#### Excerpt to read
=======

The Kentucky River Palisades are a series of steep, scenic gorges and limestone outcroppings that stretch for approximately 100 mi along the Kentucky River in central Kentucky in the United States.

==Geology==
The Kentucky River Palisades is a cliff-lined entrenched meander. The meanders originally formed on the Lexington Peneplain. As sea-level lowered during the Quaternary Period, base level lowered and the meander-form river eroded downward into Ordovician-age limestones, shales, and dolomites in the Central Bluegrass Region. The Lexington Limestone, which covers most of this area, is composed of interbedded shales and thin limestones. Erosion of these lithologies usually form gentle to moderate slopes. However, the Kentucky River Fault system, part of which runs along the Palisades, provides another controlling factor. Movement along the fault has been largely vertical. Strata on the north side of the fault were raised several hundred feet relative to those on the south side. The thick dolomites and limestones of the High Bridge Group (Tyrone, Oregon, and Camp Nelson formations) are resistant to erosion and tend to be cliff-forming. As downward erosion hit the Camp Nelson Group rocks, meander-shaped cliffs were formed. Daniel Boone's Fort Boonesborough was sited close to the fault and the eastern end of the Palisades.

=======

#### Entries supplied

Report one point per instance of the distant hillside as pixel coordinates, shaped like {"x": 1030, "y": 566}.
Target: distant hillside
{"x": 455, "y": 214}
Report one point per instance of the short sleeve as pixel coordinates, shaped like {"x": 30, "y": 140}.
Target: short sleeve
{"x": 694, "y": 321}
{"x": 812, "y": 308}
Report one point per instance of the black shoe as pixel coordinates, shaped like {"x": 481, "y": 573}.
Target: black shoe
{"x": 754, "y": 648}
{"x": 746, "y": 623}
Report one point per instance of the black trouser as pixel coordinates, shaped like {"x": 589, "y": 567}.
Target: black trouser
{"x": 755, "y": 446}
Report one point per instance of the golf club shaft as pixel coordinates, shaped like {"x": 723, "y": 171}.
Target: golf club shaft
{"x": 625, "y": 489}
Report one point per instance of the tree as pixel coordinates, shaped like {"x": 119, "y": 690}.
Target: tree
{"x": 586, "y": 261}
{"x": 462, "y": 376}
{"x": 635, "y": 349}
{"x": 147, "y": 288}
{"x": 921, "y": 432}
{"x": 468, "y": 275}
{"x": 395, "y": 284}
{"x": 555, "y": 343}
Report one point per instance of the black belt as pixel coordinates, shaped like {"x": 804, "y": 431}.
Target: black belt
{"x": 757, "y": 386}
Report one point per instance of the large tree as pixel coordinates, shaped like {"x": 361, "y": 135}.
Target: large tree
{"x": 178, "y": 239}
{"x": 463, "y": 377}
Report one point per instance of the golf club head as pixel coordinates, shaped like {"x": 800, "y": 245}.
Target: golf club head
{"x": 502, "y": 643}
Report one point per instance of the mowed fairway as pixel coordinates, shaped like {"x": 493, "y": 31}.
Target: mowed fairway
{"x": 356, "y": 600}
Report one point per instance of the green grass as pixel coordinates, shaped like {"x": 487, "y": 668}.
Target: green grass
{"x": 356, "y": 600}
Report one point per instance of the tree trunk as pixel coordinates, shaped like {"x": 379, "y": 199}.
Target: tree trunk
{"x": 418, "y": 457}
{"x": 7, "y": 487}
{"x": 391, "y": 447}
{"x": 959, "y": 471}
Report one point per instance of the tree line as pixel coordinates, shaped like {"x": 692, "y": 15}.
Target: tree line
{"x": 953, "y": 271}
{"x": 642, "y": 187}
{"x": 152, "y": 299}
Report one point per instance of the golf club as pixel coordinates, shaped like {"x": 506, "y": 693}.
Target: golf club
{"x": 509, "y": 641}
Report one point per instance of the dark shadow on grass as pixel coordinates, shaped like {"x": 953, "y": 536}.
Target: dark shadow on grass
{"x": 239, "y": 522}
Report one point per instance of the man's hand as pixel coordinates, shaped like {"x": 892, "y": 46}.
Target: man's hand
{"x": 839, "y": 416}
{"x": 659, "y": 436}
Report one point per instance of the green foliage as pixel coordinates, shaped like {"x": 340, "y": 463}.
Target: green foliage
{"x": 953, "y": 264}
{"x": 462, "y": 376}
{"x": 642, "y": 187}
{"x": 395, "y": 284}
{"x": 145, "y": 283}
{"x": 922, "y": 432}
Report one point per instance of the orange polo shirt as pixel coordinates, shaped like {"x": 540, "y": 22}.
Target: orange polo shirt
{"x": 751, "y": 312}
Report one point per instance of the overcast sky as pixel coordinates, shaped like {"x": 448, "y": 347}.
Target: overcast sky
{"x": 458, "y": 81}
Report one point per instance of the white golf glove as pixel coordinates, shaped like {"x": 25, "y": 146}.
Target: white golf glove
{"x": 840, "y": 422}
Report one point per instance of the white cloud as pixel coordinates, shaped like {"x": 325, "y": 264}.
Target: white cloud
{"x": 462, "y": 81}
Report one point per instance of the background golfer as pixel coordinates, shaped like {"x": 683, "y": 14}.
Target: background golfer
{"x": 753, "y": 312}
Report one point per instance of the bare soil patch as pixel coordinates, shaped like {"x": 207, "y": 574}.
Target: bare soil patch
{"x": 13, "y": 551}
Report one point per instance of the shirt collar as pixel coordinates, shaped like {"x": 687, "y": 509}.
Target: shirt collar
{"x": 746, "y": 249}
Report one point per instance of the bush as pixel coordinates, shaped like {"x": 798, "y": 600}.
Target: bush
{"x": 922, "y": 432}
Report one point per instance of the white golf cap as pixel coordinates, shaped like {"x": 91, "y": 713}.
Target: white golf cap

=======

#### What you are asked to do
In the passage on the Kentucky River Palisades, which formations make up the High Bridge Group? The data has no connection to the passage on the Kentucky River Palisades.

#### Answer to this problem
The Tyrone, Oregon, and Camp Nelson formations.